Rewrite all of the records below with each "one dot per instance" replaced by "one point per instance" and nothing else altered. Omit the pictures from your answer.
========================================
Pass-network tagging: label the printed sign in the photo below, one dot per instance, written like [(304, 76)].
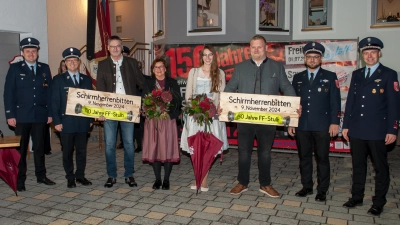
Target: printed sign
[(274, 110), (88, 103)]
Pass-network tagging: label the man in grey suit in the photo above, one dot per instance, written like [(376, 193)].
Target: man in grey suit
[(259, 75)]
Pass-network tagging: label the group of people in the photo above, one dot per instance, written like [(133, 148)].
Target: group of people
[(32, 100)]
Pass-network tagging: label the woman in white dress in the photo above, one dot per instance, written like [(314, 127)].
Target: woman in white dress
[(208, 79)]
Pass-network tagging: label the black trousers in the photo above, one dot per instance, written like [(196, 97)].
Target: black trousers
[(319, 141), (360, 149), (265, 136), (69, 142), (25, 130)]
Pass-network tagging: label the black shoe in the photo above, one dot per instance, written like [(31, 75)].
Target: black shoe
[(21, 189), (157, 184), (110, 182), (45, 181), (165, 185), (84, 182), (375, 210), (304, 192), (131, 182), (71, 183), (321, 196), (353, 203)]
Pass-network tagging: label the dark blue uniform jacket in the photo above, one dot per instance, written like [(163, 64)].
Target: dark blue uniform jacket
[(320, 101), (71, 124), (26, 97), (372, 107)]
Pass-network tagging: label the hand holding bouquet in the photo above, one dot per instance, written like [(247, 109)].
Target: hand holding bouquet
[(201, 108), (156, 104)]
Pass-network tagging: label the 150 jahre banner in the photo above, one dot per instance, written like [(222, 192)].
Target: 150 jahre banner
[(88, 103)]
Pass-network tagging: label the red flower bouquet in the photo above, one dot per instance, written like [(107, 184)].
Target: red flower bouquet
[(156, 104), (202, 109)]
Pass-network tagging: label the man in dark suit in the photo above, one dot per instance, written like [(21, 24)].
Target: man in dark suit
[(27, 104), (320, 99), (119, 74), (259, 75), (371, 122), (73, 129)]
========================================
#### THE REPLY:
Pass-network tagging: label the printed sign in the photo below, one point per instance, written like [(304, 76)].
Target: printed sign
[(274, 110), (88, 103)]
Pass-network tagging: label the man in grey suit in the photo above, one point per instance, written like [(376, 193)].
Target: man in grey suit
[(259, 75)]
Pass-network tagging: label the group of people in the photo above, one point per instance, written like [(133, 148)].
Target: group of people
[(32, 100)]
Pass-network tagging: label the woman in white dress in the photo above, one point per instance, written like [(314, 127)].
Target: woman in white dress
[(208, 79)]
Pass-network tagging: label the black trousers in the photo above, one point per instance, written like [(196, 97)].
Target: black trousers
[(319, 141), (360, 149), (265, 136), (69, 142), (25, 130)]
Pass-network tagging: label the black shoe in the photo above, one point per instance, written like [(31, 75)].
Target: black shoe
[(21, 189), (157, 184), (110, 182), (45, 181), (165, 185), (84, 182), (375, 210), (304, 192), (131, 182), (71, 183), (321, 196), (353, 203)]
Pass-network tagging: label the dark blue uniform jacket in the photo above, one point per instance, written like [(163, 64)].
Target: dark blue uniform jacket
[(320, 101), (71, 124), (26, 97), (372, 107)]
Pass-network tagging: label the hand holding bouquet in the photo above, one point per instance, written like [(247, 109)].
Target: hand holding bouquet
[(201, 108), (156, 104)]
Pass-network tagging: label the 150 jahre banner in the photo above, one point per instance, written like [(222, 192)].
Target: 150 jahre banner
[(88, 103)]
Pass-network tagging: label the red flower bouquet in the photo above, one point per instance, written like [(107, 184)].
Target: red flower bouquet
[(156, 104), (202, 109)]
Pass-network tagging: label the man in dark suit in the photo above, one point per instance, written like [(21, 24)].
Target: man in dark suit
[(27, 104), (320, 99), (119, 74), (259, 75), (371, 122), (73, 129)]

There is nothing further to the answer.